Available records: Begin
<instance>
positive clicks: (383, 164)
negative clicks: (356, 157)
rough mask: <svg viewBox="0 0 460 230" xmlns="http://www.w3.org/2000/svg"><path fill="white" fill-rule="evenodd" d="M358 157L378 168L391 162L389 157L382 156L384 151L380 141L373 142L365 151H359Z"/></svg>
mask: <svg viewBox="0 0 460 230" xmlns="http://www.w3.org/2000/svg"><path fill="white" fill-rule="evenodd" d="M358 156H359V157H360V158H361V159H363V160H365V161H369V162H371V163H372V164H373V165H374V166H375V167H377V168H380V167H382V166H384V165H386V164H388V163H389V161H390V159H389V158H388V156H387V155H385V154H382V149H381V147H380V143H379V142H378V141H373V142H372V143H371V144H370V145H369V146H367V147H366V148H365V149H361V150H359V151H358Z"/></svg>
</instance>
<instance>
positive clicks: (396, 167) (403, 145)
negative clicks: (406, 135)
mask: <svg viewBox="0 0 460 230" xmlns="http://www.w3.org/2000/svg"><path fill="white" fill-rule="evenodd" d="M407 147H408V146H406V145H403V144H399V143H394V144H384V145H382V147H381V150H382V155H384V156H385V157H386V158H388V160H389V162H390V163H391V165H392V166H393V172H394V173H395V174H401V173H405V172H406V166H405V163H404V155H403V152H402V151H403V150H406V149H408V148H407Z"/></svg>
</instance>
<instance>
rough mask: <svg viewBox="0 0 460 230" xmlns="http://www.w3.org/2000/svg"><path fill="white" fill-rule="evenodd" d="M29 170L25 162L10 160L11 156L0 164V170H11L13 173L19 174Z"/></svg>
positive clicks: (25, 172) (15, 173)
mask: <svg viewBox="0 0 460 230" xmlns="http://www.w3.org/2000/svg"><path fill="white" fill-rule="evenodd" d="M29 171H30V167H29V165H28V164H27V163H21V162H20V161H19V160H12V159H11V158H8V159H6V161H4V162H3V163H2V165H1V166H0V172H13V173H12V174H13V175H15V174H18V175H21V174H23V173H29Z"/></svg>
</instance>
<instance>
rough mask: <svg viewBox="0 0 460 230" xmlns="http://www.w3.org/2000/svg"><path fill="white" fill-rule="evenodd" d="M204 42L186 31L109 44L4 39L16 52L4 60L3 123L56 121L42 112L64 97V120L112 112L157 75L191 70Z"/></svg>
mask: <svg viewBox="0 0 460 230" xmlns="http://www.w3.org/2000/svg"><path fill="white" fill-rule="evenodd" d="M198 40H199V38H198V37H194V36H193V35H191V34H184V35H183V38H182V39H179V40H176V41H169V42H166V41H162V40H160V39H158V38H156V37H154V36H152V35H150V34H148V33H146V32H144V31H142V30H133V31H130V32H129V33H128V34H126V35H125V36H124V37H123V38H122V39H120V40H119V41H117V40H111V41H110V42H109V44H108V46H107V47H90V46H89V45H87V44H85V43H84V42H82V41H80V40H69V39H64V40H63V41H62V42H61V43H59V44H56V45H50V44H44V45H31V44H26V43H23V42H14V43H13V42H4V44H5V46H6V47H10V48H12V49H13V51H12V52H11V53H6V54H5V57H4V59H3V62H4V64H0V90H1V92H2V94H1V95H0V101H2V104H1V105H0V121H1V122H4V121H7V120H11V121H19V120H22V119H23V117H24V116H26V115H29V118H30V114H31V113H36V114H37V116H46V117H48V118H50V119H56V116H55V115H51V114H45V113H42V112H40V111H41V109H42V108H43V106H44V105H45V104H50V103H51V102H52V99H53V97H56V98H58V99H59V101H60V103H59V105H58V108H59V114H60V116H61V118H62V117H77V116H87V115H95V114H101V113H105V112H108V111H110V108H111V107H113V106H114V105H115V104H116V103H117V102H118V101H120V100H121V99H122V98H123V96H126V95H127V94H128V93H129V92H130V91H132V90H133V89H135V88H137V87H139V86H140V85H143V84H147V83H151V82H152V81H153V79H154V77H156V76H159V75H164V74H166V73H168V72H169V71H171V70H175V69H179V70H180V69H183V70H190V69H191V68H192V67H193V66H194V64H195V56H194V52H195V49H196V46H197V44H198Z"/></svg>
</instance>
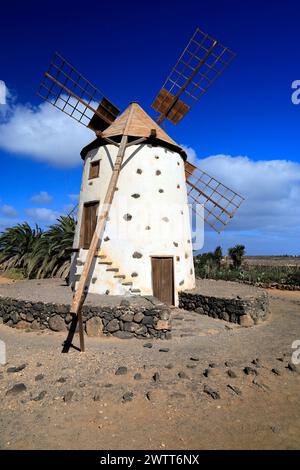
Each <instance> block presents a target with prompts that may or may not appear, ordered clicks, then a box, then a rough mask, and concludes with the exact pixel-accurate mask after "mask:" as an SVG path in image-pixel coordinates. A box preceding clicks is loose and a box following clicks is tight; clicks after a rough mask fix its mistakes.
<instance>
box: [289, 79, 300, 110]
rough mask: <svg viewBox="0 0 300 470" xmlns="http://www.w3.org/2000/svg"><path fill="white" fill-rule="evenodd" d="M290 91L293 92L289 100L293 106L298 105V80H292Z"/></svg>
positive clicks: (298, 98)
mask: <svg viewBox="0 0 300 470" xmlns="http://www.w3.org/2000/svg"><path fill="white" fill-rule="evenodd" d="M292 89H293V90H295V91H293V93H292V96H291V100H292V103H293V104H300V80H294V81H293V83H292Z"/></svg>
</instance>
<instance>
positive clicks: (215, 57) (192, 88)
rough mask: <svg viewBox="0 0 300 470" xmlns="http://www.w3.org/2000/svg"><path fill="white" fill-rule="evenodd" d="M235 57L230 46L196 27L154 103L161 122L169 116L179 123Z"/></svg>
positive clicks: (152, 103)
mask: <svg viewBox="0 0 300 470" xmlns="http://www.w3.org/2000/svg"><path fill="white" fill-rule="evenodd" d="M234 57H235V54H234V53H233V52H232V51H231V50H230V49H228V48H227V47H225V46H223V45H222V44H220V43H219V42H218V41H217V40H215V39H213V38H212V37H211V36H209V35H208V34H206V33H204V32H202V31H201V30H200V29H199V28H197V29H196V31H195V33H194V34H193V36H192V38H191V39H190V41H189V43H188V45H187V46H186V48H185V49H184V51H183V53H182V54H181V56H180V57H179V59H178V61H177V62H176V64H175V66H174V67H173V69H172V70H171V73H170V75H169V76H168V78H167V79H166V81H165V83H164V84H163V86H162V88H161V89H160V91H159V93H158V95H157V96H156V98H155V99H154V101H153V103H152V107H153V108H154V109H155V111H157V112H158V113H159V114H160V116H159V117H158V122H159V123H161V122H162V121H163V120H164V119H168V120H169V121H171V122H172V123H173V124H178V123H179V122H180V121H181V119H182V118H183V117H184V116H185V115H186V114H187V112H188V111H189V110H190V109H191V108H192V106H193V105H194V104H195V103H196V102H197V101H198V100H199V99H200V98H201V97H202V96H203V95H204V93H206V91H207V90H208V88H209V87H210V86H211V85H212V83H213V82H214V81H215V80H216V78H217V77H219V76H220V75H221V73H223V71H224V70H225V69H226V67H227V66H228V65H229V63H230V62H231V61H232V59H233V58H234Z"/></svg>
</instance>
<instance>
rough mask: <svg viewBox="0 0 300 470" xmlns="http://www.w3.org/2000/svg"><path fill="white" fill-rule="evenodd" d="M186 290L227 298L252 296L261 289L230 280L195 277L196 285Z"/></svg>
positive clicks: (201, 293) (260, 290)
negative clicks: (221, 279) (230, 280)
mask: <svg viewBox="0 0 300 470" xmlns="http://www.w3.org/2000/svg"><path fill="white" fill-rule="evenodd" d="M187 292H191V293H199V294H202V295H207V296H216V297H223V298H227V299H232V298H236V297H237V296H239V297H240V298H242V299H244V298H247V297H253V296H256V295H257V294H259V292H261V289H259V288H258V287H255V286H251V285H247V284H242V283H239V282H231V281H222V280H218V281H215V280H214V279H196V286H195V288H194V289H191V290H188V291H187Z"/></svg>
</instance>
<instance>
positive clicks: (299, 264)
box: [244, 256, 300, 267]
mask: <svg viewBox="0 0 300 470" xmlns="http://www.w3.org/2000/svg"><path fill="white" fill-rule="evenodd" d="M244 259H245V261H246V262H247V263H248V264H249V265H251V266H297V267H300V256H245V258H244Z"/></svg>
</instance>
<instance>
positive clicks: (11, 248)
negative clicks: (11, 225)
mask: <svg viewBox="0 0 300 470" xmlns="http://www.w3.org/2000/svg"><path fill="white" fill-rule="evenodd" d="M41 236H42V230H41V229H40V227H38V225H36V226H35V228H31V227H30V225H29V224H28V223H27V222H24V223H22V224H18V225H15V226H14V227H9V228H7V229H5V230H4V232H2V233H1V234H0V267H1V269H3V270H6V269H10V268H23V269H24V270H25V271H26V269H27V266H28V263H29V261H30V258H31V254H32V252H33V250H34V247H35V244H36V243H37V241H38V240H40V238H41Z"/></svg>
Available records: End
→ Exercise prompt
The first line of the records begins the span, and the line containing "negative clicks: (356, 157)" ends it. Reproduce that span exactly, both ends included.

→ Reply
<instance>
positive clicks: (383, 164)
negative clicks: (356, 157)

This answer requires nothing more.